EXTRAIT CHOISI =
****************************************

D'où viendra l'électricité en 2050?
Le Centre de compétence suisse pour la recherche énergétique – production d’électricité (SCCER- SoE) a étudié ce que cet objectif signifie pour la future demande en électricité et s’est notamment penché sur la contribution possible de la géothermie et de l’énergie hydraulique. Au début du projet, l’accent était mis sur le développement des énergies renouvelables. Par la suite, la problématique étudiée a été grandement élargie : d’ici à 2050, la demande en électricité augmentera de 30 à 50 %. Cette hausse doit être aussi neutre que possible sur le plan climatique, ce qui nécessite des solutions plus globales, et surtout, plus intégrales. Les émissions négatives, éliminant durablement le CO2 de l’atmosphère, sont indispensables dans ce contexte. Le SCCER-SoE a donc également analysé les possibilités qu’offre le sous-sol suisse pour le stockage du CO2. De plus, non seulement de l’électricité supplémentaire est nécessaire, mais elle doit également être disponible au bon endroit et au bon moment.
L’association de 25 institutions scientifiques, entreprises industrielles et autorités fédérales suisses a réalisé de nombreux projets de recherche et d’innovation au cours des sept dernières années pour rendre tangible la production d’électricité du futur.
La demande d'électricité augmentera jusqu'à 50 %
Sur la base de plusieurs scénarios, la future composition de l’offre et de la demande en électricité a été modélisée conjointement par huit centres de compétence1 placés sous la direction du SCCER- SoE. Les résultats montrent que la demande en électricité augmentera de 30 à 50 % d’ici à 2050. Ceci est principalement dû à l’électrification dans deux domaines : le transport et le chauffage. À l’avenir, les combustibles fossiles seront autant que possible remplacés par l’électricité pour l’alimentation des véhicules de toutes catégories. Cette transition s’observera non seulement pour les véhicules privés, mais également pour les transports publics et les transports de marchandises. Des véhicules à hydrogène seront privilégiés lorsque les besoins des utilisateurs ne permettront pas l’emploi de véhicules électriques. Concernant le chauffage, la tendance demeure à l’utilisation de pompes à chaleur écologiques ou de chauffages au bois au lieu des chauffages au fioul et au gaz. Associées à des mesures globales visant à améliorer le bilan énergétique des bâtiments, ces solutions constituent des moyens efficaces et rentables pour réduire les émissions de CO2.

****************************************

DONNÉES ENREGISTRÉES =
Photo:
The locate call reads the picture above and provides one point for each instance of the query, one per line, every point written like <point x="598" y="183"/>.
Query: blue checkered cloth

****************************************

CONSIGNE = Dans le texte sur l'électricité en 2050, recopiez le passage qui s'ouvre sur les mots « L’association de 25 » et se termine par « d’électricité du futur. », en remplaçant « sept dernières années » par « dix dernières années ».

CORRIGÉ =
L’association de 25 institutions scientifiques, entreprises industrielles et autorités fédérales suisses a réalisé de nombreux projets de recherche et d’innovation au cours des dix dernières années pour rendre tangible la production d’électricité du futur.